Tasks for this exercise:
**1.** In the passage on the movable contactor assembly, which component causes the contactor brushes to grip the electrode when air is vented from the air cylinder?
**2.** Continue the passage on the movable contactor assembly, starting right after its last sentence.

FIGS. 8A and 8B depict isometric and exploded views, respectively, of an embodiment of a movable contactor assembly 700. The depicted movable contactor 700 comprises a mount top plate 705, a contactor base plate 710, a contactor top plate 715, one or more gripper hold downs 720, contactor brushes 725 a,b, air cylinder 730, movable contactor mount 735, and spring assembly 750. The movable contactor mount 735 and the mount top plate 705 form the outmost structure of the movable contactor assembly 700. The movable contactor mount 700 couples to sliders 520 (FIGS. 6A-6D) which facilitates vertically positioning and feeding of the electrode. The contactor 300 serves to control the amount of force applied to the electrode(s) 5 (FIGS. 1 and 6C).
The spring assembly 750 serves to cause the contactor brushes 725 a,b to grip the electrode 5 (FIG. 1 ) when the air is vented from the air cylinder 730 as opposed to the movable gripper 201 (FIGS. 3A through 3E) that grips the electrode 5 (FIG. 1 ) when air is applied to the air cylinder. In the depicted embodiment, the contactor brushes 725 a,b come in direct electrical contact with the electrode 5 (FIG. 1 ).

Excerpted records:
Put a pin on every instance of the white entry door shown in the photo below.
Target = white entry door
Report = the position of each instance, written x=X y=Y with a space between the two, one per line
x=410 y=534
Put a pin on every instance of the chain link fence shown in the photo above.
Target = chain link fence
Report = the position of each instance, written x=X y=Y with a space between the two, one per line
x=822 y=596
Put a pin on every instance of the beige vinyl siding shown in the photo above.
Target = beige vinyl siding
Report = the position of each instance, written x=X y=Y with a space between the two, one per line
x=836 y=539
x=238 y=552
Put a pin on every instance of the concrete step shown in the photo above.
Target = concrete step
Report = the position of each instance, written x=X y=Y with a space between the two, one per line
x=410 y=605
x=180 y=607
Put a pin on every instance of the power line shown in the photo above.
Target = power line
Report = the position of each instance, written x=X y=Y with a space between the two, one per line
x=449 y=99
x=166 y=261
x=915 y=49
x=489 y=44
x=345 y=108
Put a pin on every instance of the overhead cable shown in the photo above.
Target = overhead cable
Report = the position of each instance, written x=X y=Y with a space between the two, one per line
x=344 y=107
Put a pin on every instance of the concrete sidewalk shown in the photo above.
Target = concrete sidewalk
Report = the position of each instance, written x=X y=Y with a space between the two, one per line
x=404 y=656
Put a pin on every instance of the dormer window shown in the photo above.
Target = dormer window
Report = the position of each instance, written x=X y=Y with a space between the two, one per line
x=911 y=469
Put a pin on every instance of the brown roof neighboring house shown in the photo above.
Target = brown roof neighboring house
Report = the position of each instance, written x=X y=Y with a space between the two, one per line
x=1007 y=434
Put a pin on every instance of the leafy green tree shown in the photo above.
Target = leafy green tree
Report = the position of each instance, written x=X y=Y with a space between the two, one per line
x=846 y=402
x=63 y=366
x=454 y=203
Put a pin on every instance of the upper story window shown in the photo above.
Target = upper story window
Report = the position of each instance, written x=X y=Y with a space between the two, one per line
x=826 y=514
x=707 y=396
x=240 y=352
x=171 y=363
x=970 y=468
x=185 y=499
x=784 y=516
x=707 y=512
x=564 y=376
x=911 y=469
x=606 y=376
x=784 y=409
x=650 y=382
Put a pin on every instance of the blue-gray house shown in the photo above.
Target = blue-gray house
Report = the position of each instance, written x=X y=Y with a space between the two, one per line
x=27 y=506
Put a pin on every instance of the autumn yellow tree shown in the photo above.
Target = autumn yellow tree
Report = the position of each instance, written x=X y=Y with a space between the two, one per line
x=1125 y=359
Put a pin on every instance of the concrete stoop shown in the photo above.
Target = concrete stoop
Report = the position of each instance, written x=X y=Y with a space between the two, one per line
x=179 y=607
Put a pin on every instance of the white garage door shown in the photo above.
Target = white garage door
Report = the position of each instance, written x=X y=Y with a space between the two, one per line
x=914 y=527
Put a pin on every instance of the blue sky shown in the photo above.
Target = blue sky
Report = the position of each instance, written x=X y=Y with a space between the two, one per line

Exercise answers:
**1.** The spring assembly 750.

**2.**
General Information

While two embodiments are depicted and expressly disclosed, it should be obvious that any one or more aspects of the depicted and disclosed electrode feeder assemblies may be combined resulting in additional embodiments not expressly disclosed herein. Additionally, any disclosure of materials, weights, sizes, and/or methods of use in relation to one embodiment may apply to any other embodiments including those conceived but not directly disclosed herein and variations thereof. The modularity of components and the vast array of quantity, dimensions, and weights of the electrodes results in variations too numerous to expressly disclose and depict herein; however, the disclosure is enabling such that one of ordinary skill in the art can easily conceive the possible variations of the embodiments disclosed herein.
One or more parts of the electrode feeder embodiments may be composed of and/or coated with non-combustible materials. In some embodiments one or more parts of the electrode feeder embodiments may be composed of materials capable of withstanding high heat loads of 500° C. (+/−). In some embodiments, at least some of the structural componentry of the electrode feeder embodiments may be composed of painted/coated carbon steel. In some embodiments, electrical isolation between current carrying components and grounded components is maintained at least one of before, during, and after melt operations.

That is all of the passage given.